#### Extrait choisi:
○ ○ ○
Vingt ans après Saint-Denis, Gloria Gaynor et la tronche de Zizou sur l'Arc de triomphe, la France s'est envoyée un shot d'euphorie pour fêter ses nouveaux héros. Exactement comme en 1998. Stylistiquement, l'équipe de Deschamps s'est aussi inscrite dans la ligne pragmatique défendue par Aimé Jacquet.

« Cela serait présomptueux de dire que c’est mon fils spirituel. Je pense qu’on a sûrement, modestement, à peu près la même trajectoire, la même philosophie de foot et de vie. » Les mots sont d’Aimé Jacquet, qui évoquait alors le cas de Didier Deschamps. Un homme qui, comme Jacquet en son temps, a dû se blinder mentalement contre les critiques véhémentes à l’encontre du jeu développé par ses Bleus. Pour monter sur le toit du monde, à la fin des fins. Si la manière rebute certains, cette équipe de France s’est pourtant construite sur une identité, un héritage même. Celui de 1998 et de Deschamps.

Le miroir de Deschamps

Tous ceux qui étaient de la finale de Saint-Denis face au Brésil le disent. Les Bleus de 2018 sont à l’image de Deschamps et d’une certaine idée du football que le sélectionneur s’est forgé non seulement en remportant le Mondial en tant que joueur il y a 20 ans, mais aussi en Italie, à la Juventus. Celle où la victoire constitue l’alpha et l’oméga du projet. Pour se donner les meilleures chances d’y goûter, la solidité et l’organisation défensive sont supposées primer sur les mouvements offensifs et les attaques placées. La ligne est claire et, n’en déplaise aux ayatollahs du style, celle de Deschamps a ses mérites, ses valeurs cardinales, au premier rang desquelles la solidarité, l’esprit de groupe et la rigueur tactique, qui triomphent sur toute forme d’individualisme. Tout cela, bien sûr, s’inscrit dans la lignée directe de 1998, où les Bleus avaient fonctionné selon le même schéma.

La formule est complexe, mais on peut toujours essayer de définir son essence en quelques points… D’abord, un attaquant de pointe sacrifié sur l’autel du collectif, auquel on a confié un rôle plus besogneux que virtuose. S’y ajoute un entrejeu qui s’est progressivement bétonné au fur et à mesure de la compétition : un chouia plus offensive en phase de groupes en 1998, la France était passée à trois milieux défensifs à partir des quarts de finale face à l’Italie, en misant systématiquement sur son trio de récupérateurs Karembeu – Deschamps – Petit. Celle de 2018 a fait évoluer Olivier Giroud en retrait et a sacrifié un ailier gauche au profit de Blaise Matuidi, afin de se donner les moyens de récupérer les ballons haut.
○ ○ ○
Données d'annotation par points
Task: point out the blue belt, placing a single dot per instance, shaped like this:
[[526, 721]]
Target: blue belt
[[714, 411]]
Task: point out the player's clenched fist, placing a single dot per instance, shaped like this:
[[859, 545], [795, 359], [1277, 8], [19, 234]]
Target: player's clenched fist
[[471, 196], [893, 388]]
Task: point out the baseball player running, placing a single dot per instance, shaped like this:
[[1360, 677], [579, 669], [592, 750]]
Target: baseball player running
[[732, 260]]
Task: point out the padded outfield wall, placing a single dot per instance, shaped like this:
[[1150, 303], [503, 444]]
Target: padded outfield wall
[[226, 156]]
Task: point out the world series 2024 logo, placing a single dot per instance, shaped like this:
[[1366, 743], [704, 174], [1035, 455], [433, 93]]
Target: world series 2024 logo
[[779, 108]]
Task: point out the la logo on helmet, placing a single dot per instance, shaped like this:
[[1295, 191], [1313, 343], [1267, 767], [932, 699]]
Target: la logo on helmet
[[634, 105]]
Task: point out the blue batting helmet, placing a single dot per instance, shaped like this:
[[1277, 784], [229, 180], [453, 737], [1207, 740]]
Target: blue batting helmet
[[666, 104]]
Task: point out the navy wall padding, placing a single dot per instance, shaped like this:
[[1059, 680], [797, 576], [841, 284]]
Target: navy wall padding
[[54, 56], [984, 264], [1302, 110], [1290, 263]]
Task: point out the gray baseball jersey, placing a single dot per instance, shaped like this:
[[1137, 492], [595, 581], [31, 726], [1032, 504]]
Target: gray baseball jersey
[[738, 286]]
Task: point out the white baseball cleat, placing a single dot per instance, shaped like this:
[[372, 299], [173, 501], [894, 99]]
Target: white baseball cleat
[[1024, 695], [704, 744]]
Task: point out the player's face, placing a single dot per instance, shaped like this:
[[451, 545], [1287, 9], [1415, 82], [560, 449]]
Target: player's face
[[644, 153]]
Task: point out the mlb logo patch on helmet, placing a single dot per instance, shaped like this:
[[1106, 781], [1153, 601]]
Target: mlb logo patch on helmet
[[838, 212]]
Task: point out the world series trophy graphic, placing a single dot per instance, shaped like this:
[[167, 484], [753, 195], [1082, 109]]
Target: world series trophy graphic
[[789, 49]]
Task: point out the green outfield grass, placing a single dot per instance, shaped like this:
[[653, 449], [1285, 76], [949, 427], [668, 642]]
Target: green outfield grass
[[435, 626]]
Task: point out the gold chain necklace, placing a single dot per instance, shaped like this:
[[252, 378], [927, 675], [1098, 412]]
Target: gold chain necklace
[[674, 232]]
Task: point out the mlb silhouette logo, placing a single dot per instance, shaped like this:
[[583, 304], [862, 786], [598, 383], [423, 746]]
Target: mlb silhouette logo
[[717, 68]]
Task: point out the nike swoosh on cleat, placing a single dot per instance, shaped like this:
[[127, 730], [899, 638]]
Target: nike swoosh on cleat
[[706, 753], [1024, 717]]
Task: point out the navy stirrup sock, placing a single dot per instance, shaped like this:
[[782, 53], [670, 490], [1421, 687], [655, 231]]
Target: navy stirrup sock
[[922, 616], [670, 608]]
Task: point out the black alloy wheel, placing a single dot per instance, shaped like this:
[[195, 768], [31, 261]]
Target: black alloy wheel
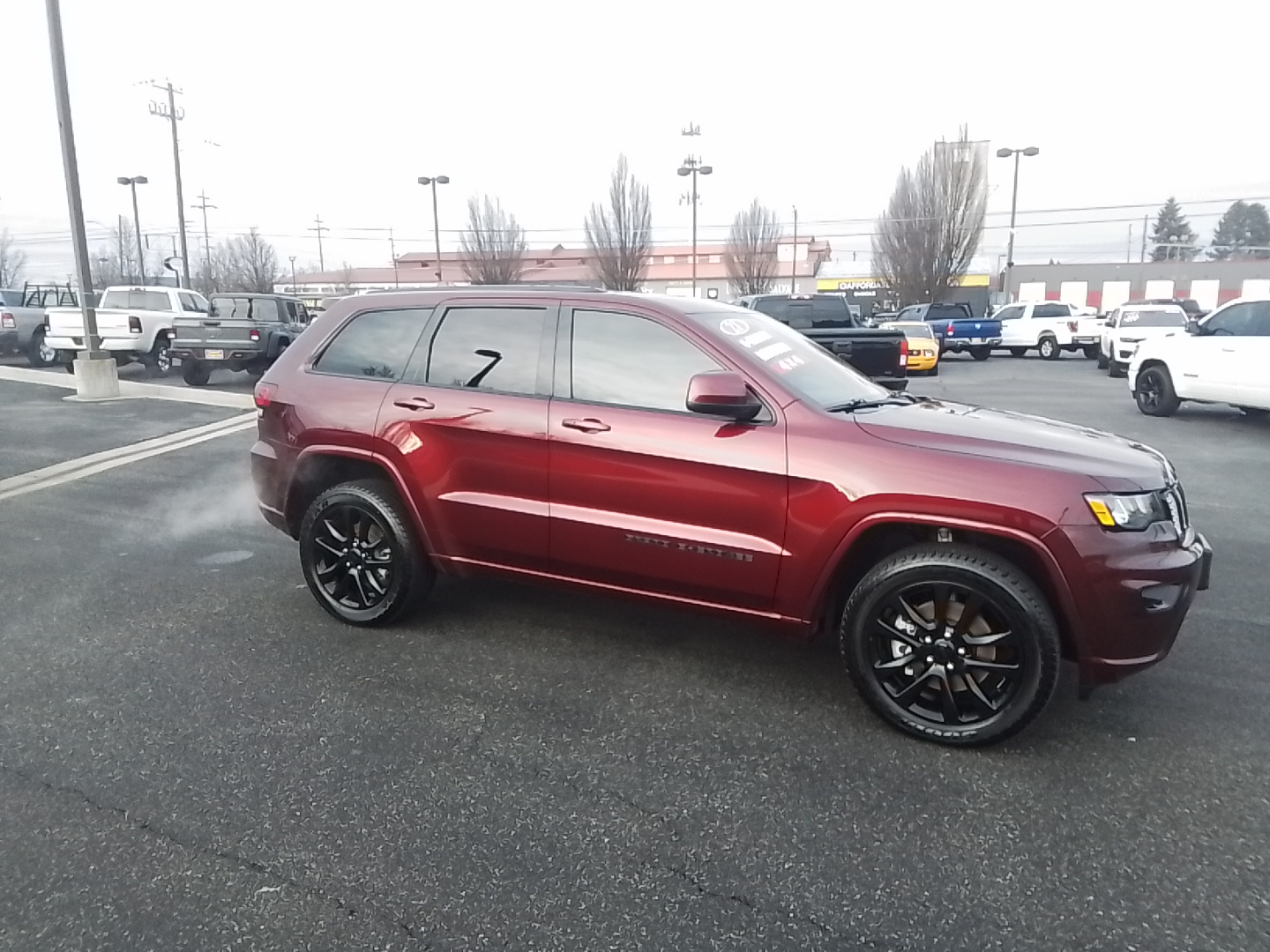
○ ○ ○
#### Objectif énoncé 1:
Recopiez à l'identique les entrées, de la ligne qui contient « Task: point out the baseball » jusqu'à la ligne qui contient « [[732, 260]] », celle-ci comprise.
#### Objectif énoncé 2:
Poursuivez l'extrait sur les Bleus de Deschamps et l'héritage de 1998 après sa dernière phrase.

#### Corrigé de l'exercice 1:
Task: point out the baseball player running, placing a single dot per instance, shaped like this:
[[1360, 677], [579, 669], [592, 750]]
Target: baseball player running
[[732, 260]]

#### Corrigé de l'exercice 2:
Le tout fut alimenté par un esprit de groupe inébranlable, admirable même, où les individualités les plus virtuoses se sont organiquement fondues dans le collectif : si le doublé de Zidane a sacralisé son image de sauveur dans l’esprit des Français, il est depuis admis que la France n’avait en réalité pas un héros, mais plusieurs en 1998 – de Thuram à Blanc en passant par Deschamps – qui formaient un tout cohérent. Vingt ans plus tard, le principe est le même : le génie de Kylian Mbappé, pourtant buteur en finale et joueur frisson de ce Mondial 2018, n’a pour autant pas éclipsé le mérite de ses autres partenaires. Paul Pogba, lui, a laissé de côté ses effets de manche et ses tours de passe-passe cosmétiques pour embrasser les valeurs de Deschamps, cette culture de l’effort et du sacrifice, qui lui a permis d’épurer son jeu.

Dans un parallélisme évident avec 1998, les défenseurs – Pavard, Varane puis Umtiti – ont marqué en huitièmes, quarts et demi-finales, comme Blanc et Thuram l’avaient fait face au Paraguay et la Croatie vingt ans plus tôt. Comme une réminiscence du fameux « dépassement de fonction » si cher à Aimé Jacquet. Jacquet, qui avait construit une équipe à son image, besogneuse, humble, solidaire, comme Deschamps l’a fait avec la sienne en 2018, en s’inspirant du professeur. Car sur le pré, la France de 2018 restera d’abord comme celle de Deschamps, plus que celle d’un seul joueur érigé en icône. Une équipe qui fut « une équipe de chiens, jusqu’au bout, comme s’enthousiasmait Bixente Lizarazu. Elle ressemble à Didier, au joueur qu’il était, au capitaine qu’il était, et en tant que sélectionneur je trouve que son grand mérite, contre vents et marées, c’est d’avoir constitué une armée en quelque sorte. »

Débats et Deschamps

Pourtant, tout le monde n’y a pas trouvé et n’y trouvera pas son compte. Si la victoire est unanimement saluée, la manière, elle, divise. Hatem Ben Arfa a déjà eu le courage de dire tout haut ce que certains pensent tout bas : « Chapeau M. Deschamps ! Mais, maintenant, à sa place, je partirais sur ce coup d’éclat… Pour moi, ce serait dangereux de se cacher derrière cette deuxième étoile pour faire du jeu des Bleus une référence mondiale… On ne va pas se le cacher : le style et l’identité ultra réalistes des Français sont assez moches. Et je n’ai pas envie que ce style-là devienne désormais la norme dans les centres de formation ou les clubs, puisque l’on a souvent l’habitude d’essayer de copier le nouveau champion du monde… »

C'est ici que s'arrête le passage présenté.